··· MATERIAL FOR THIS EXERCISE ···

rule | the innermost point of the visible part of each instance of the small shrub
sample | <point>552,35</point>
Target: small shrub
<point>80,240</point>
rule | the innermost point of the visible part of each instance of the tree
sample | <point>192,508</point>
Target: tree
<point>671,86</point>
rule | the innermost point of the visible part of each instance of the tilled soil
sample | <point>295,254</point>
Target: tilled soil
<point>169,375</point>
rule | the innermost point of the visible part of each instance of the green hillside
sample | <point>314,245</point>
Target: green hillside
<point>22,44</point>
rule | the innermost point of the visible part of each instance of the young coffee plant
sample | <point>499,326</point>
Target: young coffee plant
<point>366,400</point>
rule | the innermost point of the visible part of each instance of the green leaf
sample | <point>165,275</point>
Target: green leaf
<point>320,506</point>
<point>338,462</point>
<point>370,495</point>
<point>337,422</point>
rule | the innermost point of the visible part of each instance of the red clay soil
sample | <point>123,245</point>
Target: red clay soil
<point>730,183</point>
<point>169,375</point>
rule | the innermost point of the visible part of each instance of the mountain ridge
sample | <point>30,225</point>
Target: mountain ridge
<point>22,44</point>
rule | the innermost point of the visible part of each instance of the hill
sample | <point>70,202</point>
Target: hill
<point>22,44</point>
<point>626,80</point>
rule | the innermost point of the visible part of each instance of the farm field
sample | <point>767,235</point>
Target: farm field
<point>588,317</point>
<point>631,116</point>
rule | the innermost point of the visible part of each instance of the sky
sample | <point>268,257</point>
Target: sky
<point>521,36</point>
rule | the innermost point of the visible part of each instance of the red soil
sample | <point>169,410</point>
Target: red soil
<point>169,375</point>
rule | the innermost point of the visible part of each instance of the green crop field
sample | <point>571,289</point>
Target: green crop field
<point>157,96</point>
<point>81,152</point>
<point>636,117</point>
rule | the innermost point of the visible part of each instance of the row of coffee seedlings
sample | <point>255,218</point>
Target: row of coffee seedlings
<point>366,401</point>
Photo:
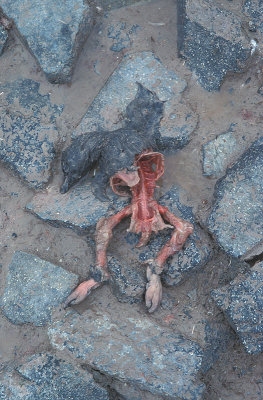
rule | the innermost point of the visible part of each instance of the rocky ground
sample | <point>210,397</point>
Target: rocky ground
<point>72,67</point>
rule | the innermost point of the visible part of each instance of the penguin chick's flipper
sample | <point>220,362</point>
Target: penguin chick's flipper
<point>78,159</point>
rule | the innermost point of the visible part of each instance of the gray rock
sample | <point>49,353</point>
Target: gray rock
<point>3,39</point>
<point>33,288</point>
<point>242,303</point>
<point>109,5</point>
<point>59,380</point>
<point>217,337</point>
<point>237,214</point>
<point>127,282</point>
<point>218,154</point>
<point>254,10</point>
<point>211,40</point>
<point>121,35</point>
<point>13,388</point>
<point>45,377</point>
<point>78,209</point>
<point>141,353</point>
<point>54,32</point>
<point>105,112</point>
<point>28,130</point>
<point>196,252</point>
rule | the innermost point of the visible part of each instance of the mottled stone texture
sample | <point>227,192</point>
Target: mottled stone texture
<point>237,214</point>
<point>211,40</point>
<point>109,5</point>
<point>242,303</point>
<point>134,350</point>
<point>3,39</point>
<point>254,10</point>
<point>33,288</point>
<point>46,377</point>
<point>218,154</point>
<point>54,31</point>
<point>105,112</point>
<point>127,282</point>
<point>28,130</point>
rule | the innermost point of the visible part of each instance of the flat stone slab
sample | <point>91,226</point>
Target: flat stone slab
<point>211,40</point>
<point>46,377</point>
<point>54,32</point>
<point>109,5</point>
<point>218,154</point>
<point>105,112</point>
<point>3,39</point>
<point>237,214</point>
<point>33,288</point>
<point>28,131</point>
<point>135,350</point>
<point>78,209</point>
<point>242,303</point>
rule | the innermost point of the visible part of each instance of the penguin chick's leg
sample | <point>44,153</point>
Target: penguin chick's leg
<point>98,273</point>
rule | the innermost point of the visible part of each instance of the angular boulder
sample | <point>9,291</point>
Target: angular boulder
<point>105,112</point>
<point>242,303</point>
<point>3,39</point>
<point>236,220</point>
<point>33,288</point>
<point>45,377</point>
<point>134,350</point>
<point>54,31</point>
<point>28,130</point>
<point>211,40</point>
<point>218,154</point>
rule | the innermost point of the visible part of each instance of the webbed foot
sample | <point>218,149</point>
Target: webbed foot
<point>81,292</point>
<point>153,295</point>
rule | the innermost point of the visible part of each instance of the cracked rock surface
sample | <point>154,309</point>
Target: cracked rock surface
<point>241,301</point>
<point>140,351</point>
<point>236,217</point>
<point>53,31</point>
<point>33,288</point>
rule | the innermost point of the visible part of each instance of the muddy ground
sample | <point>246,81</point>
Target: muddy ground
<point>236,375</point>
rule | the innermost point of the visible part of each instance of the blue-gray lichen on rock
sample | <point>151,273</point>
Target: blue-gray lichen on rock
<point>237,214</point>
<point>106,111</point>
<point>54,31</point>
<point>28,130</point>
<point>33,288</point>
<point>3,39</point>
<point>218,154</point>
<point>211,40</point>
<point>143,354</point>
<point>196,252</point>
<point>57,379</point>
<point>242,303</point>
<point>45,377</point>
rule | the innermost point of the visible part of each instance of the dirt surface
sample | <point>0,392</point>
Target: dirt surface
<point>236,375</point>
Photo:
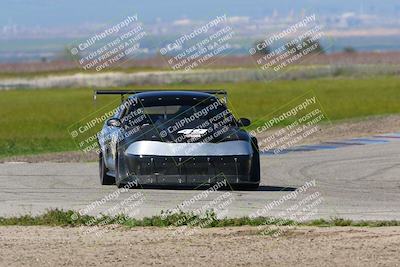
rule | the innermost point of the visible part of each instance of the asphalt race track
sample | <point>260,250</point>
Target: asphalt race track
<point>357,182</point>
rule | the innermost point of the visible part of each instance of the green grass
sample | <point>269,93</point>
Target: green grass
<point>36,121</point>
<point>71,218</point>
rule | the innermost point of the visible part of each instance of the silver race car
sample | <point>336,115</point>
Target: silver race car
<point>176,138</point>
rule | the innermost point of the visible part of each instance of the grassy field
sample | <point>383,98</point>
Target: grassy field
<point>209,219</point>
<point>36,121</point>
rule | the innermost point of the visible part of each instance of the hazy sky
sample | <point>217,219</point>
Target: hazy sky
<point>77,12</point>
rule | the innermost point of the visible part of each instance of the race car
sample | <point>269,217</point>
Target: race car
<point>176,138</point>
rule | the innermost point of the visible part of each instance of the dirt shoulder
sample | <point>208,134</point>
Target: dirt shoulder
<point>237,246</point>
<point>336,131</point>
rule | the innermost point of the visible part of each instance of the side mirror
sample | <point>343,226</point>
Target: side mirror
<point>114,122</point>
<point>243,122</point>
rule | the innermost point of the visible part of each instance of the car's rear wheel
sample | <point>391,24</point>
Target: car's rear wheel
<point>104,178</point>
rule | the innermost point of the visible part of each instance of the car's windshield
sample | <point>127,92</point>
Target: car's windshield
<point>213,111</point>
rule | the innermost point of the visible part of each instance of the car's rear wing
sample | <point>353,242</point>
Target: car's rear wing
<point>131,92</point>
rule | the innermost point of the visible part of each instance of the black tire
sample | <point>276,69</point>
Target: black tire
<point>246,187</point>
<point>104,178</point>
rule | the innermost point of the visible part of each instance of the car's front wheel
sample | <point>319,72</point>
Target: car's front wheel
<point>104,178</point>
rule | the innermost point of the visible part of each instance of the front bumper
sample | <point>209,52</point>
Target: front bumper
<point>179,170</point>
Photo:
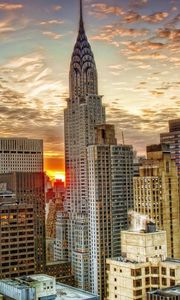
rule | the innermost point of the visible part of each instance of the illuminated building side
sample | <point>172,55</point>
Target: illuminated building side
<point>84,111</point>
<point>156,194</point>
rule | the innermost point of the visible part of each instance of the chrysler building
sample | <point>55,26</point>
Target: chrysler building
<point>84,111</point>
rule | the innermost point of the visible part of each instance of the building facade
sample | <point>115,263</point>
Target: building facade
<point>170,293</point>
<point>143,266</point>
<point>110,197</point>
<point>29,190</point>
<point>173,139</point>
<point>84,111</point>
<point>21,172</point>
<point>156,194</point>
<point>41,287</point>
<point>21,155</point>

···

-- TASK --
Quote every one of the records above verbatim, omitting the pictures.

-- PROBLEM SOLUTION --
rule | the innermost point of the visible part of each instance of the small shrub
sample | <point>552,35</point>
Target: small shrub
<point>80,240</point>
rule | the innermost point of the visible part of each instance of the tree
sample | <point>192,508</point>
Target: tree
<point>671,86</point>
rule | the innermost point of the visible part of each instance of the tilled soil
sample | <point>295,254</point>
Target: tilled soil
<point>169,375</point>
rule | the innermost point of the visible part of each instance of the green hillside
sample | <point>314,245</point>
Target: green hillside
<point>22,44</point>
rule | the innermost point of the visible part of each instance of the young coffee plant
sample | <point>499,326</point>
Target: young coffee plant
<point>366,400</point>
rule | the innermost point of the visible part of each instance of the green leaf
sample | <point>165,275</point>
Target: green leaf
<point>320,506</point>
<point>338,462</point>
<point>370,495</point>
<point>337,422</point>
rule | the innermost point of the visible part of each instance of the red clay soil
sample | <point>123,245</point>
Target: red clay soil
<point>730,183</point>
<point>169,375</point>
rule | the innermost point of the visible part of each instance of the mountain ridge
sample | <point>30,225</point>
Target: mountain ridge
<point>22,44</point>
rule | the innermost point of the visible part of each instance of the hill
sample | <point>70,202</point>
Target: hill
<point>22,44</point>
<point>626,80</point>
rule | the innermost point of the visible part of each instance of the farm field
sample | <point>767,235</point>
Target: farm field
<point>588,317</point>
<point>631,116</point>
rule | the innermost point of the visible part of each instance of the sky
sample | <point>268,257</point>
Target: sky
<point>521,36</point>
rule | the innermost point of the visible part of each instance of the red soil
sample | <point>169,410</point>
Target: red soil
<point>169,375</point>
rule | the innermost point of the visible part of each instance of the green crop field
sample | <point>571,289</point>
Target: green crop field
<point>157,96</point>
<point>81,152</point>
<point>636,117</point>
rule | the innermost point of the visible part of each instance of the row of coffee seedlings
sample | <point>255,218</point>
Target: row of coffee seedlings
<point>366,401</point>
Photo:
rule | the innermost point of the visible part of each instance of the rocky ground
sample | <point>210,397</point>
Target: rocky ground
<point>72,67</point>
rule | the innermost point of the visible part of each instance of the penguin chick's flipper
sample | <point>220,362</point>
Target: penguin chick's flipper
<point>78,159</point>
rule | the innermost point of the visible part of each instance of the gray rock
sample | <point>49,353</point>
Target: gray rock
<point>3,39</point>
<point>33,288</point>
<point>242,303</point>
<point>109,5</point>
<point>59,380</point>
<point>217,337</point>
<point>237,214</point>
<point>127,282</point>
<point>218,154</point>
<point>254,10</point>
<point>211,40</point>
<point>121,35</point>
<point>13,388</point>
<point>45,377</point>
<point>78,209</point>
<point>141,353</point>
<point>54,32</point>
<point>105,112</point>
<point>28,130</point>
<point>196,252</point>
rule | the innermost point of the visible part of each instance of the mottled stone texture
sample | <point>227,192</point>
Target: mottled stone texture
<point>237,214</point>
<point>211,40</point>
<point>109,5</point>
<point>242,303</point>
<point>134,350</point>
<point>3,39</point>
<point>254,10</point>
<point>33,288</point>
<point>46,377</point>
<point>218,154</point>
<point>54,31</point>
<point>105,112</point>
<point>127,282</point>
<point>28,130</point>
rule | the innermost point of the visible part of each instance of the flat stone slab
sample | <point>91,226</point>
Target: flat stone slab
<point>211,40</point>
<point>46,377</point>
<point>54,32</point>
<point>109,5</point>
<point>218,154</point>
<point>105,112</point>
<point>3,39</point>
<point>237,214</point>
<point>33,288</point>
<point>28,131</point>
<point>135,350</point>
<point>78,209</point>
<point>242,303</point>
rule | the innermost point of the visible part of each instance of the penguin chick's leg
sample | <point>44,153</point>
Target: penguin chick's leg
<point>98,273</point>
rule | the innermost point of the visible part of each instance of the angular boulder
sample | <point>9,291</point>
Target: angular boulder
<point>105,112</point>
<point>242,303</point>
<point>3,39</point>
<point>236,220</point>
<point>33,288</point>
<point>45,377</point>
<point>134,350</point>
<point>54,31</point>
<point>28,130</point>
<point>211,40</point>
<point>218,154</point>
rule | the innermost point of the visible part of each instance of the webbed foot
sample | <point>218,149</point>
Target: webbed foot
<point>81,292</point>
<point>153,295</point>
rule | the innermost point of the visible part of each instance of the cracked rock surface
sample | <point>154,309</point>
Target: cracked rock surface
<point>241,301</point>
<point>140,351</point>
<point>236,217</point>
<point>53,31</point>
<point>33,288</point>
rule | the innermost point of the visible part of each instance of the muddy ground
sample | <point>246,81</point>
Target: muddy ground
<point>236,375</point>
rule | the innermost point of the visible part of each instance of the blue-gray lichen on rock
sample | <point>151,273</point>
Target: blue-gray lichen on rock
<point>237,214</point>
<point>106,111</point>
<point>54,31</point>
<point>28,130</point>
<point>33,288</point>
<point>3,39</point>
<point>218,154</point>
<point>211,40</point>
<point>143,354</point>
<point>196,252</point>
<point>57,379</point>
<point>242,303</point>
<point>45,377</point>
rule | the innermost point of the visible part of each instance of the dirt surface
sample | <point>0,392</point>
Target: dirt surface
<point>236,375</point>
Photo:
rule | the innermost point of the visible part of each instance of the asphalt race track
sample | <point>260,250</point>
Target: asphalt race track
<point>357,182</point>
rule | the innermost point of the visible part of each instance of the green grass
sample | <point>269,93</point>
Target: green grass
<point>36,121</point>
<point>71,218</point>
rule | the innermost point of the visible part of each instance of the silver race car
sample | <point>336,115</point>
Target: silver race car
<point>176,138</point>
rule | the innermost point of the visible part of each instance of the grassy field
sample | <point>383,98</point>
Target: grassy field
<point>209,219</point>
<point>36,121</point>
rule | the innermost point of the visible part of each instance of the hazy sky
sample | <point>217,219</point>
Target: hazy sky
<point>77,12</point>
rule | the innermost point of the visible part of each instance of the race car
sample | <point>269,217</point>
Target: race car
<point>176,138</point>
rule | the innermost point of the visible part of each instance of the dirt shoulder
sample | <point>208,134</point>
Target: dirt shoulder
<point>237,246</point>
<point>336,131</point>
rule | the innermost point of the visible part of each instance of the side mirror
sample | <point>343,226</point>
Target: side mirror
<point>114,122</point>
<point>243,122</point>
rule | the innermost point of the visible part of each instance of the car's rear wheel
sample | <point>391,24</point>
Target: car's rear wheel
<point>104,178</point>
rule | the innermost point of the visible part of each instance of the car's windshield
sample | <point>127,92</point>
Target: car's windshield
<point>213,111</point>
rule | the innermost point of the visible part of each instance of the car's rear wing
sample | <point>353,242</point>
Target: car's rear wing
<point>131,92</point>
rule | the innermost point of the visible part of each instance of the black tire
sample | <point>276,69</point>
Target: black tire
<point>246,187</point>
<point>104,178</point>
rule | the innermost point of the visible part of each instance of the car's front wheel
sample | <point>319,72</point>
Target: car's front wheel
<point>104,178</point>
rule | the innermost point of the visible part of each instance of the front bumper
sample | <point>209,52</point>
Target: front bumper
<point>179,170</point>
Photo:
rule | the innermost point of the visible part of each instance of the illuminated building side
sample | <point>172,55</point>
Target: illuminated building side
<point>84,111</point>
<point>156,194</point>
rule | the innermost point of the visible part of each instance of the chrysler building
sample | <point>55,26</point>
Target: chrysler building
<point>84,111</point>
rule | the innermost point of the visible part of each instance of the building facade
sample | <point>115,263</point>
Target: building facade
<point>170,293</point>
<point>143,266</point>
<point>110,197</point>
<point>29,190</point>
<point>173,139</point>
<point>84,111</point>
<point>21,172</point>
<point>156,194</point>
<point>41,287</point>
<point>21,155</point>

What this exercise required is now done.